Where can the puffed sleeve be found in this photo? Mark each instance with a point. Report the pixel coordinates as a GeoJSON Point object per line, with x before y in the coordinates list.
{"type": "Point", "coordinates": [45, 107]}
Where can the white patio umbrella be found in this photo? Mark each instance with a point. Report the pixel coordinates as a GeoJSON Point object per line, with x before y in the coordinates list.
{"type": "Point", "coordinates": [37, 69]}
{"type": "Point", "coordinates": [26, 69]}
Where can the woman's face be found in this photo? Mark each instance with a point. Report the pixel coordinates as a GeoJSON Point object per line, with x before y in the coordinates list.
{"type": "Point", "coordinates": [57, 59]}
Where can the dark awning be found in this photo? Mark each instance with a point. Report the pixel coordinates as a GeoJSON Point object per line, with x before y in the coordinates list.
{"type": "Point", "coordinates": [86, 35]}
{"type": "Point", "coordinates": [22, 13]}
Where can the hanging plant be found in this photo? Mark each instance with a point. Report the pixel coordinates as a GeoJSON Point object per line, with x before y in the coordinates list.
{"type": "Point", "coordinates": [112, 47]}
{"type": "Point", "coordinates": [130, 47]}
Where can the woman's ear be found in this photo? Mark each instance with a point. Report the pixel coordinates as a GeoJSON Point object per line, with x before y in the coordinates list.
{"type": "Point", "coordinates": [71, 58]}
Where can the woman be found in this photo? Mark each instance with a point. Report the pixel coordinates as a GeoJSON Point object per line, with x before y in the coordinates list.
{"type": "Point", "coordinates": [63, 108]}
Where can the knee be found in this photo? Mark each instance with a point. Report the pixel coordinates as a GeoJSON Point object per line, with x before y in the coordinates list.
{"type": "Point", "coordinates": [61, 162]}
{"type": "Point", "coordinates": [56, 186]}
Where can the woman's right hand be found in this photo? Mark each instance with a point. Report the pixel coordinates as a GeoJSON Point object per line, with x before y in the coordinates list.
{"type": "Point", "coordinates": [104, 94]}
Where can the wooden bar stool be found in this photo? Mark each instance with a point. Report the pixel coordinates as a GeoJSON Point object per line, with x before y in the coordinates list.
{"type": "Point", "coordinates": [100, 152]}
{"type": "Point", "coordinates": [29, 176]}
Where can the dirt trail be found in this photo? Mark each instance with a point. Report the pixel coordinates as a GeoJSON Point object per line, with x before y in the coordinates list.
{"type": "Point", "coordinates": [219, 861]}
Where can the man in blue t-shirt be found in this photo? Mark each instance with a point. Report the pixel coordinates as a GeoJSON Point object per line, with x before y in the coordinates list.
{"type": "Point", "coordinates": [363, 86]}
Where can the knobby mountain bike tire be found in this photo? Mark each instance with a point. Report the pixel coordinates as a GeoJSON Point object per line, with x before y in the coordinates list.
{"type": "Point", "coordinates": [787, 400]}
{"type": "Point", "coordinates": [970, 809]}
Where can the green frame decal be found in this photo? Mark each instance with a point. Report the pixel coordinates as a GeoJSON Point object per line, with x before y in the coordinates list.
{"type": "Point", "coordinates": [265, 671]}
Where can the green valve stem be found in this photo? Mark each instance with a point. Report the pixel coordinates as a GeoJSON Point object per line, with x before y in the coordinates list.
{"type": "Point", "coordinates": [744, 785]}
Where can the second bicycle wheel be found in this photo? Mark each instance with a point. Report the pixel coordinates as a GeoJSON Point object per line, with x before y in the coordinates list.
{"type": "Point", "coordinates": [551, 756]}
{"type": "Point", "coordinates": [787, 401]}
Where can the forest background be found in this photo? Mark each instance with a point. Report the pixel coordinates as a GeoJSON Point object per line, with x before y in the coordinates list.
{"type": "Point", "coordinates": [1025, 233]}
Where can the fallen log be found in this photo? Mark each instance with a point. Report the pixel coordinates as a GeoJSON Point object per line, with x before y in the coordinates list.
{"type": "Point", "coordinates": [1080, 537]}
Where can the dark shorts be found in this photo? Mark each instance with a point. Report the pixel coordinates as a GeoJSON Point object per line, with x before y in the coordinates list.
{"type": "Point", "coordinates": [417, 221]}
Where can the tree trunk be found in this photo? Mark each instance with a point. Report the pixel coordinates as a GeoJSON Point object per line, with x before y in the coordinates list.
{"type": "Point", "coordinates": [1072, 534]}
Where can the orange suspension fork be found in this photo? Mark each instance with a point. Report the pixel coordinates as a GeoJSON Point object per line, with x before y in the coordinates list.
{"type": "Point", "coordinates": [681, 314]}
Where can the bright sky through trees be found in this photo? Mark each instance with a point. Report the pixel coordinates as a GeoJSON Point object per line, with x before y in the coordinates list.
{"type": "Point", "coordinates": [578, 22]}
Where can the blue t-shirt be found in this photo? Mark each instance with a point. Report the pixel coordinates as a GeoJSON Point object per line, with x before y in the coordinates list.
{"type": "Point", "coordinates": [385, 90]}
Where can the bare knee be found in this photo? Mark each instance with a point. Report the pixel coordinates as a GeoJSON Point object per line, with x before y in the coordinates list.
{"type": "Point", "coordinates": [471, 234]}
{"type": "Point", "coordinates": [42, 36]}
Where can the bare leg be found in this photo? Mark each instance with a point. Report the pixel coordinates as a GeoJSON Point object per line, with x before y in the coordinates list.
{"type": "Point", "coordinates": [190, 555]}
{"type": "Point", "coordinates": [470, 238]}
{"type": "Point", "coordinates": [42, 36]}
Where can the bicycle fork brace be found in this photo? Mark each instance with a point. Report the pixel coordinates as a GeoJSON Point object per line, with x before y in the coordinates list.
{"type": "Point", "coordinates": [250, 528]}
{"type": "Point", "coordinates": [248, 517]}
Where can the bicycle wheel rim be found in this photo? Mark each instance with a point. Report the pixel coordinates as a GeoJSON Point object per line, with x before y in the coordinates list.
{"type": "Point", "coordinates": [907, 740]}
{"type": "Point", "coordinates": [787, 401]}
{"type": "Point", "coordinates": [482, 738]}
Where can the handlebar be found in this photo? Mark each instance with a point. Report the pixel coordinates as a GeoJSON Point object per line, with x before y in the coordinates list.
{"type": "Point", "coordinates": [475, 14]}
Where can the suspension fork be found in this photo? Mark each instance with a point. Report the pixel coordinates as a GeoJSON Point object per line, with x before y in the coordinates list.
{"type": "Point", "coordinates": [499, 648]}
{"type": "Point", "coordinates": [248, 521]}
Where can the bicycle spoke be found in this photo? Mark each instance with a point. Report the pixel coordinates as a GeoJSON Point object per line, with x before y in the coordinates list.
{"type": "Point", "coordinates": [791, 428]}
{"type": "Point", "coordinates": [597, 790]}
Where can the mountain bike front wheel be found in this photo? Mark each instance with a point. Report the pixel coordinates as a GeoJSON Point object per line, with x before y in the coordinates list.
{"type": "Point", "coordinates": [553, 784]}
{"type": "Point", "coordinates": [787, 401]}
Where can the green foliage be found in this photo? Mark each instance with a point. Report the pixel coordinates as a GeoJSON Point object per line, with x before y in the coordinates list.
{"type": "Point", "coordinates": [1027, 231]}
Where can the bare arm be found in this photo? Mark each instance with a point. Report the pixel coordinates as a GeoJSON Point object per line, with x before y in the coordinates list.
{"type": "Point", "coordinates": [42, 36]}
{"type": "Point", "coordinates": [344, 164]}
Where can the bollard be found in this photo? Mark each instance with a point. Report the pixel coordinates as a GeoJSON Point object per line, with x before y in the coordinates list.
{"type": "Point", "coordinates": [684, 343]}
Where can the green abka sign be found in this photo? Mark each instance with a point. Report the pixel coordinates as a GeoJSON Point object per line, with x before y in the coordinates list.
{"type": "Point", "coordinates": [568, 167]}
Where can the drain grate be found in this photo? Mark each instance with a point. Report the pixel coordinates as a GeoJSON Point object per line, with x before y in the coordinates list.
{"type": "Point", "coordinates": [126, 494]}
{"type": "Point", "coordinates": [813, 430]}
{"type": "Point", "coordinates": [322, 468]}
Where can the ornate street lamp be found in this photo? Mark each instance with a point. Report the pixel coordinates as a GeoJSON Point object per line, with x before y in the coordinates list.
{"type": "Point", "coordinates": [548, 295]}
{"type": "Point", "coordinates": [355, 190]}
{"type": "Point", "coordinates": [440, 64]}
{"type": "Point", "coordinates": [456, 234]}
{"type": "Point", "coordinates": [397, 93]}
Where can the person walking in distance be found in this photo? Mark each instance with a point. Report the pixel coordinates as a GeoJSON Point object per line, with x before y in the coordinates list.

══════════════════════════════

# Exercise directions:
Copy out the material word for word, from the line containing "Where can the drain" through the end of the material.

# Reply to the task:
Where can the drain grate be found in this photo? Mark each instance with a point. Report the pixel coordinates as a GeoJSON Point object per line, with x before y in the coordinates list.
{"type": "Point", "coordinates": [126, 494]}
{"type": "Point", "coordinates": [813, 430]}
{"type": "Point", "coordinates": [322, 468]}
Where can the ornate street lamp be found in this photo? Mark each instance with a point. Report the pixel coordinates as a GeoJSON Point object per line, with x before y in the coordinates list.
{"type": "Point", "coordinates": [548, 295]}
{"type": "Point", "coordinates": [355, 190]}
{"type": "Point", "coordinates": [440, 64]}
{"type": "Point", "coordinates": [456, 234]}
{"type": "Point", "coordinates": [397, 93]}
Where can the person walking in distance be found in this photo? Mark each instance with a point. Report the pixel coordinates as a GeoJSON Point object per line, with x before y in the coordinates list.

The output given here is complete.